**Items from a dataset**
____________
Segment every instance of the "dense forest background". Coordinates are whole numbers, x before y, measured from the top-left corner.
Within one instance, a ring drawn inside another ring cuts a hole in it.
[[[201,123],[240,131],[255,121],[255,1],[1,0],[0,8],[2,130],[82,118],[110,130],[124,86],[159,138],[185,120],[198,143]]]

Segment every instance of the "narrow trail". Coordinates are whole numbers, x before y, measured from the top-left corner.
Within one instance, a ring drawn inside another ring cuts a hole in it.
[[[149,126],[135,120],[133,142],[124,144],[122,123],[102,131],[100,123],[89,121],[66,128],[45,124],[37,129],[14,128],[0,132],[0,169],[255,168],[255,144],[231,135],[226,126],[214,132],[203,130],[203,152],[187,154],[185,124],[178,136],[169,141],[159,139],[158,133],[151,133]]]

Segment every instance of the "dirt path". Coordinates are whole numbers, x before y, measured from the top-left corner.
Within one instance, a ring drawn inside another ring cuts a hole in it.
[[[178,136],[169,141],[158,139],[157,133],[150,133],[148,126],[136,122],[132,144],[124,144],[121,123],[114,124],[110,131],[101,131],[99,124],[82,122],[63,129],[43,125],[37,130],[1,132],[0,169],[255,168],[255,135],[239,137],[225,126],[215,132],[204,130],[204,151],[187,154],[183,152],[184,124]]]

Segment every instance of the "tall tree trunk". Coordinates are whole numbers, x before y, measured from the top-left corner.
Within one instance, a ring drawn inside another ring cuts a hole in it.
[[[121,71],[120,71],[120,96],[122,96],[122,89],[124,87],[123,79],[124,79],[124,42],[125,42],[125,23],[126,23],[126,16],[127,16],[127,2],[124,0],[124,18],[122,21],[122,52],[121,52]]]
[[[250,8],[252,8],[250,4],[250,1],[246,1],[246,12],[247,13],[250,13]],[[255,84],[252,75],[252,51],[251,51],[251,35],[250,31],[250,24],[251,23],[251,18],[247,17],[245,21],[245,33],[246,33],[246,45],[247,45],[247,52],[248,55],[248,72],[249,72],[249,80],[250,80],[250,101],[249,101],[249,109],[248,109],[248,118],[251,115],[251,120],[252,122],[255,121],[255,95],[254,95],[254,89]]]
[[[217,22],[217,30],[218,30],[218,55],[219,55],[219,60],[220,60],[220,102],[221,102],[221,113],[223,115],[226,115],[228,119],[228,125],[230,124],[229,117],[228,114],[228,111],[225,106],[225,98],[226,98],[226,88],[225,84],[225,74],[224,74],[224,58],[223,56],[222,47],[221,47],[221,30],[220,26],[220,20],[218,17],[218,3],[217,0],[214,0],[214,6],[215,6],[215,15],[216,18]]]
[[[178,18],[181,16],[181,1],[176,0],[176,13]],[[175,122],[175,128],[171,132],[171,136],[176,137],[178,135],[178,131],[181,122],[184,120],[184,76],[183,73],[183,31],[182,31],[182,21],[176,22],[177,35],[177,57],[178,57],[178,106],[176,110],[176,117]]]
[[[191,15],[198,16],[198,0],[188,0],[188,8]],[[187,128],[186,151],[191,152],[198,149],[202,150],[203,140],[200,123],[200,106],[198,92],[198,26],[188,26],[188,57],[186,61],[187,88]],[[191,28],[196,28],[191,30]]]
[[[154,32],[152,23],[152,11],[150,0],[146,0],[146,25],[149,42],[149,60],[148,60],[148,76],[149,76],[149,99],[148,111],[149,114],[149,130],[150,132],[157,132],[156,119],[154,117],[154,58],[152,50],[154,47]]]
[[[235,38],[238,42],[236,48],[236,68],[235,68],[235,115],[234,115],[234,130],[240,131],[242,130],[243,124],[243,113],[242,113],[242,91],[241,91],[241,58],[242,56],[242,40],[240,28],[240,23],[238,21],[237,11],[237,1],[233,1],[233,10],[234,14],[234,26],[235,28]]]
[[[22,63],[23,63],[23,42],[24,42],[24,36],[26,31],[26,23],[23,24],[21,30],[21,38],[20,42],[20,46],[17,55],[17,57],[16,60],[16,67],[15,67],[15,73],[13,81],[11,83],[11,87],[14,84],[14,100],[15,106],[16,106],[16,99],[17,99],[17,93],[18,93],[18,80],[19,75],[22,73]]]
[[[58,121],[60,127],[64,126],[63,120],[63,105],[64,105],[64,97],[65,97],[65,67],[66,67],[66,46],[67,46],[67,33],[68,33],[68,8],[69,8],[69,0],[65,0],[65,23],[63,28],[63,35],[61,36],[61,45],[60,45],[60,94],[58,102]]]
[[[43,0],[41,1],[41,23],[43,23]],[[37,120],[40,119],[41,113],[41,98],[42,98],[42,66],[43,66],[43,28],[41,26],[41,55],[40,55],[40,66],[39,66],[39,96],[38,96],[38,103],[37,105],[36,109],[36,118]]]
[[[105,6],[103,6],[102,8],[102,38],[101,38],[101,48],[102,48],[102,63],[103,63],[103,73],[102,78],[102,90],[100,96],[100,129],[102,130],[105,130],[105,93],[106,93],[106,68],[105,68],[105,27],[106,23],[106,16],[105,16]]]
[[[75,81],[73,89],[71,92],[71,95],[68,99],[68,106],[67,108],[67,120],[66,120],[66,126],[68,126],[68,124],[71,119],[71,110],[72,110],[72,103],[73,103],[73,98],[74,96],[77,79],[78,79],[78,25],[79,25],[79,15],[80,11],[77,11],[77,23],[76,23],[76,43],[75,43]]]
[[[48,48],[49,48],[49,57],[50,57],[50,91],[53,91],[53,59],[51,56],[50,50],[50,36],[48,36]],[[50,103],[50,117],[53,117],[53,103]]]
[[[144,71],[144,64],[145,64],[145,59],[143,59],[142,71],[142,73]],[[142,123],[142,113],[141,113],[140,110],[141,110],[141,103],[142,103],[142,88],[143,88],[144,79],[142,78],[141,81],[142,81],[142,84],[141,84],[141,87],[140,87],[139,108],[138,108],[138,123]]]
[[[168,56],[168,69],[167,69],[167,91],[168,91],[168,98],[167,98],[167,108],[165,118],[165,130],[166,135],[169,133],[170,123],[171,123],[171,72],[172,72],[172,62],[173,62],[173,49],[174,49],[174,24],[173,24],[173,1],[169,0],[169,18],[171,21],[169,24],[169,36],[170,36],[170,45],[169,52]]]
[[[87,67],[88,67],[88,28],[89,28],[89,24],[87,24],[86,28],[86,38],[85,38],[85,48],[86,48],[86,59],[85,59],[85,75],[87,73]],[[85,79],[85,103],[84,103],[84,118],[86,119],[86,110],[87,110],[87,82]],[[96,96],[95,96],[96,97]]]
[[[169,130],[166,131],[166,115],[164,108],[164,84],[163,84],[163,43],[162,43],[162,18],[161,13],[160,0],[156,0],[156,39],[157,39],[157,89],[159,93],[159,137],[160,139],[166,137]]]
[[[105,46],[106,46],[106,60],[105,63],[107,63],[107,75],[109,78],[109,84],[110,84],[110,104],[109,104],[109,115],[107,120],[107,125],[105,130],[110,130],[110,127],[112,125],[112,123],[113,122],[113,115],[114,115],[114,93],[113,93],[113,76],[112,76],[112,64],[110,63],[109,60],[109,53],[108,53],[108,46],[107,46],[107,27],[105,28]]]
____________
**Exercise goal**
Write out the material exactly as given.

**Final answer**
Segment every instance of the "dense forest background". Coordinates are whole numbers, x before y, measured from the top-left corner.
Within one instance, a ring drawn inside another ring cuts a hole in it.
[[[201,123],[240,131],[255,121],[255,1],[1,0],[0,8],[2,130],[82,118],[110,130],[124,86],[159,138],[185,120],[198,143]]]

Segment every instance of the "narrow trail". Coordinates are whole numbers, x before y, measured from the top-left corner.
Within one instance, a ring drawn inside another ring cuts a hole in it.
[[[149,126],[135,120],[133,142],[124,144],[122,123],[102,131],[100,123],[89,121],[66,128],[45,124],[37,129],[14,128],[0,132],[0,169],[255,168],[255,144],[231,135],[226,126],[214,132],[203,130],[203,152],[187,154],[185,124],[178,136],[169,141],[159,139],[158,133],[151,133]]]

Segment every instance of the "dirt path". Coordinates are whole numbers, x before y, measured from the top-left corner.
Within one instance, a ring drawn inside another ring cuts a hole in it.
[[[178,136],[169,141],[158,139],[157,133],[150,133],[148,126],[136,122],[132,144],[124,144],[121,123],[114,124],[110,131],[101,131],[99,124],[82,122],[63,129],[43,125],[37,130],[1,132],[0,169],[255,168],[255,135],[239,137],[225,126],[215,132],[204,130],[204,151],[187,154],[183,152],[184,124]]]

Segment every instance of the "tall tree trunk". Coordinates are whole numbers, x before y, measured from the top-left corner.
Within one instance, a ring drawn inside another ring cuts a hole in it.
[[[121,71],[120,71],[120,96],[122,96],[122,89],[124,87],[123,79],[124,79],[124,42],[125,42],[125,23],[126,23],[126,16],[127,16],[127,2],[124,0],[124,18],[122,21],[122,52],[121,52]]]
[[[250,8],[252,8],[250,4],[250,1],[246,1],[246,12],[247,13],[250,13]],[[255,84],[252,75],[252,51],[251,51],[251,35],[250,31],[250,24],[251,23],[251,18],[247,17],[245,21],[245,33],[246,33],[246,45],[247,45],[247,52],[248,55],[248,72],[249,72],[249,80],[250,80],[250,101],[249,101],[249,109],[248,109],[248,118],[251,115],[251,120],[252,122],[255,121],[255,95],[254,95],[254,89]]]
[[[217,22],[217,30],[218,30],[218,55],[219,55],[219,60],[220,60],[220,102],[221,102],[221,113],[223,115],[226,115],[228,119],[228,125],[230,124],[229,117],[228,114],[228,111],[225,106],[225,98],[226,98],[226,88],[225,84],[225,74],[224,74],[224,58],[223,56],[222,47],[221,47],[221,30],[220,26],[220,20],[218,17],[218,3],[217,0],[214,0],[214,6],[215,6],[215,15],[216,18]]]
[[[178,18],[181,16],[181,1],[176,0],[176,13]],[[175,122],[175,128],[171,132],[171,136],[176,137],[178,135],[178,131],[181,122],[184,120],[184,76],[183,73],[183,31],[182,31],[182,21],[176,22],[177,35],[177,57],[178,57],[178,106],[176,110],[176,117]]]
[[[191,15],[198,16],[198,0],[188,0],[188,8]],[[187,128],[186,151],[191,152],[198,149],[202,150],[203,140],[200,123],[200,106],[198,92],[198,26],[188,26],[188,57],[186,61],[187,88]],[[191,28],[196,28],[191,30]]]
[[[154,32],[152,23],[152,11],[150,0],[146,0],[146,25],[149,42],[149,60],[148,60],[148,76],[149,76],[149,99],[148,111],[149,114],[149,130],[150,132],[157,132],[156,119],[154,117],[154,58],[152,50],[154,47]]]
[[[235,38],[238,42],[236,48],[236,68],[235,68],[235,115],[234,115],[234,130],[240,131],[242,130],[243,124],[243,113],[242,113],[242,91],[241,91],[241,58],[242,56],[242,40],[240,28],[240,23],[238,21],[237,11],[237,1],[233,1],[233,10],[234,14],[234,26],[235,28]]]
[[[22,63],[23,63],[23,42],[24,42],[24,36],[26,31],[26,23],[23,24],[21,30],[21,38],[20,42],[20,46],[17,55],[17,57],[16,60],[16,67],[15,67],[15,73],[13,81],[11,83],[11,87],[14,84],[14,100],[15,106],[16,106],[16,99],[17,99],[17,93],[18,93],[18,80],[19,75],[22,73]]]
[[[58,121],[60,127],[64,126],[63,120],[63,105],[64,105],[64,97],[65,97],[65,67],[66,67],[66,46],[67,46],[67,33],[68,33],[68,8],[69,8],[69,0],[65,0],[65,23],[63,28],[63,35],[61,36],[61,45],[60,45],[60,94],[58,102]]]
[[[43,0],[41,1],[41,23],[43,23]],[[37,120],[40,119],[41,113],[41,98],[42,98],[42,66],[43,66],[43,28],[41,26],[41,55],[40,55],[40,66],[39,66],[39,96],[38,96],[38,103],[37,105],[36,109],[36,118]]]
[[[105,6],[103,6],[102,8],[102,38],[101,38],[101,48],[102,48],[102,63],[103,63],[103,73],[102,78],[102,90],[100,96],[100,129],[102,130],[105,130],[105,93],[106,93],[106,68],[105,68],[105,27],[106,23],[106,16],[105,16]]]
[[[75,81],[73,89],[71,92],[71,95],[68,99],[68,106],[67,108],[67,120],[66,120],[66,126],[68,126],[68,124],[71,119],[71,110],[72,110],[72,103],[73,103],[73,98],[74,96],[77,79],[78,79],[78,25],[79,25],[79,15],[80,11],[77,11],[77,23],[76,23],[76,43],[75,43]]]
[[[48,48],[49,48],[49,57],[50,57],[50,91],[53,91],[53,59],[51,56],[50,50],[50,36],[48,36]],[[50,103],[50,117],[53,117],[53,103]]]
[[[144,71],[144,64],[145,64],[145,59],[143,59],[142,71],[142,73]],[[142,123],[142,113],[141,113],[140,110],[141,110],[141,103],[142,103],[142,88],[143,88],[144,79],[142,78],[141,81],[142,81],[142,84],[141,84],[141,87],[140,87],[139,108],[138,108],[138,123]]]
[[[168,56],[168,69],[167,69],[167,91],[168,91],[168,98],[167,98],[167,108],[165,118],[165,130],[166,135],[169,133],[170,123],[171,123],[171,72],[172,72],[172,62],[173,62],[173,49],[174,49],[174,24],[173,24],[173,1],[169,0],[169,18],[171,21],[169,24],[169,36],[170,36],[170,45],[169,52]]]
[[[87,67],[88,67],[88,28],[89,28],[89,24],[87,24],[86,28],[86,38],[85,38],[85,48],[86,48],[86,59],[85,59],[85,75],[87,73]],[[85,79],[85,103],[84,103],[84,118],[86,119],[86,110],[87,110],[87,82]],[[96,96],[95,96],[96,97]]]
[[[169,130],[166,131],[166,115],[164,108],[164,84],[163,84],[163,43],[162,43],[162,18],[161,13],[160,0],[156,0],[156,39],[157,39],[157,89],[159,93],[159,137],[160,139],[166,137]]]
[[[105,46],[106,46],[106,60],[105,63],[107,63],[107,75],[109,78],[109,84],[110,84],[110,104],[109,104],[109,115],[107,120],[107,125],[105,130],[110,130],[110,127],[112,125],[112,123],[113,122],[113,115],[114,115],[114,93],[113,93],[113,76],[112,76],[112,64],[110,63],[109,60],[109,53],[108,53],[108,46],[107,46],[107,27],[105,28]]]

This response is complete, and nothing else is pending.